▶ _Task_:
Return only the count of lines in the listing below where the word "window" appears.

● ● ●

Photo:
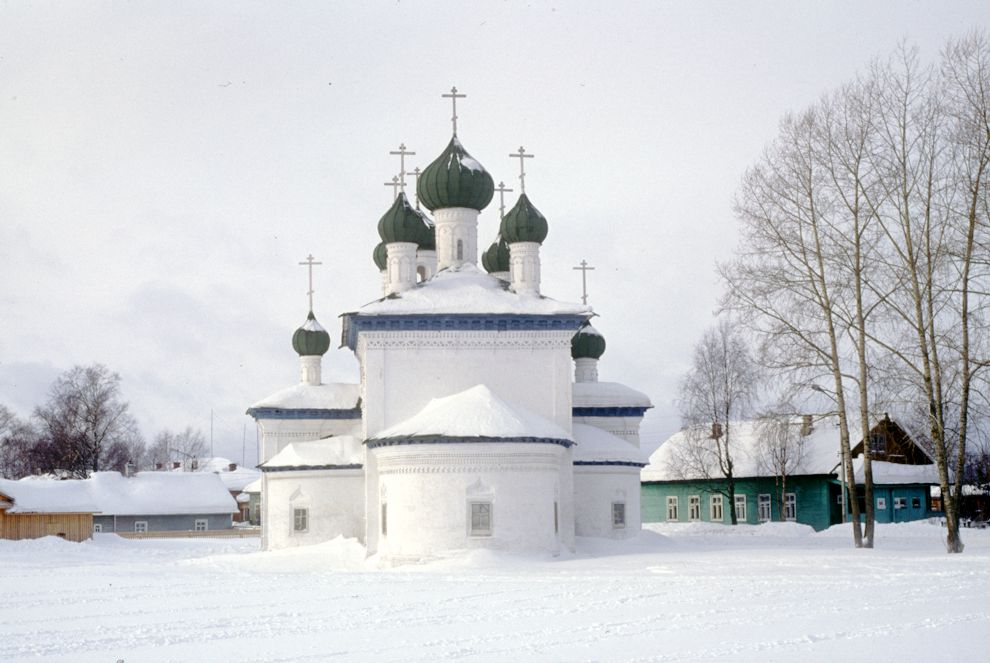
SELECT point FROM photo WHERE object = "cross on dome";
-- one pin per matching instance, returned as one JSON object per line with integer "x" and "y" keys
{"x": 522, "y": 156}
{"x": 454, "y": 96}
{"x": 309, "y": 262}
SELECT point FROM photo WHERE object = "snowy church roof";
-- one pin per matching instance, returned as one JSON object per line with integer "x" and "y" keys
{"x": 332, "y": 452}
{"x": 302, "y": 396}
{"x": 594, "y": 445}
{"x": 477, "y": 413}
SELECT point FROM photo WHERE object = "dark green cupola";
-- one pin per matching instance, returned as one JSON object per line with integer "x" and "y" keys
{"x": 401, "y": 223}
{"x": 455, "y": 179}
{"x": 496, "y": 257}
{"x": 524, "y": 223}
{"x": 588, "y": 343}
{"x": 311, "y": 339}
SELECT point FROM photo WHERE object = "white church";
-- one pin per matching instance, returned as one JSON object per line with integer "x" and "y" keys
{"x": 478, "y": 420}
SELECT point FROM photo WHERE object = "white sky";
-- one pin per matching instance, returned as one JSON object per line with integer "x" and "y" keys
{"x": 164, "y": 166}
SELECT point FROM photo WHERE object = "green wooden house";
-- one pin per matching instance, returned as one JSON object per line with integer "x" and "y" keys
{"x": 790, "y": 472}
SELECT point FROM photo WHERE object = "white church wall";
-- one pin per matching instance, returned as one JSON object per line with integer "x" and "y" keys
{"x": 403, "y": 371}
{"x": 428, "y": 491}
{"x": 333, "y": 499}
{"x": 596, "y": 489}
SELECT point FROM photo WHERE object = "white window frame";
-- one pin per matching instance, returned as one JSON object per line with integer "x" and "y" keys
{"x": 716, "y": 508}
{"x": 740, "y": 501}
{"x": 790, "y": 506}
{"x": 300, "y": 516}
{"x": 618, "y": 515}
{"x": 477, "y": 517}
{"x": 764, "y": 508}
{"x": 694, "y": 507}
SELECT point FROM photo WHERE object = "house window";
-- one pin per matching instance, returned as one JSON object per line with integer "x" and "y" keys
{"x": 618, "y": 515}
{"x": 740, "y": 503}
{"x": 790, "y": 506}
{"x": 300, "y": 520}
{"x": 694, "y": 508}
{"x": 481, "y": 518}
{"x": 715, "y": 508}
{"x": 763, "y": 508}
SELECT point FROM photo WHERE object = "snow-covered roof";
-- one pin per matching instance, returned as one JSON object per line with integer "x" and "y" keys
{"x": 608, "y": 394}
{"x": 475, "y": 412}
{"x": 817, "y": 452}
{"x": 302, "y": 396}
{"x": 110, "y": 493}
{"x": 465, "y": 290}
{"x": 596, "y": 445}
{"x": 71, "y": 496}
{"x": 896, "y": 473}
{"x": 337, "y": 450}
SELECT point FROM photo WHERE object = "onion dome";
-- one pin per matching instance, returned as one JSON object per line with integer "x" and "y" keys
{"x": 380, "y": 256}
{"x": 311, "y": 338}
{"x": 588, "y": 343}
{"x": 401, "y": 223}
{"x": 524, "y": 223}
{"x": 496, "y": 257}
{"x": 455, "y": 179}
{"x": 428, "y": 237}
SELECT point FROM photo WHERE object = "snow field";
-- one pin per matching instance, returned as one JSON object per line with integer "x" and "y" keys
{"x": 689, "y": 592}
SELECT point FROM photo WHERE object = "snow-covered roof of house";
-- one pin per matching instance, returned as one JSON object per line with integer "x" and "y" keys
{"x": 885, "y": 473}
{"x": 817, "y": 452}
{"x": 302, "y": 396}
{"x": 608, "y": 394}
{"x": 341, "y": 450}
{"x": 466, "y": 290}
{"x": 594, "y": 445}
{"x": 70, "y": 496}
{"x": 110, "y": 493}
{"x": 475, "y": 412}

● ● ●

▶ _Exercise result_:
2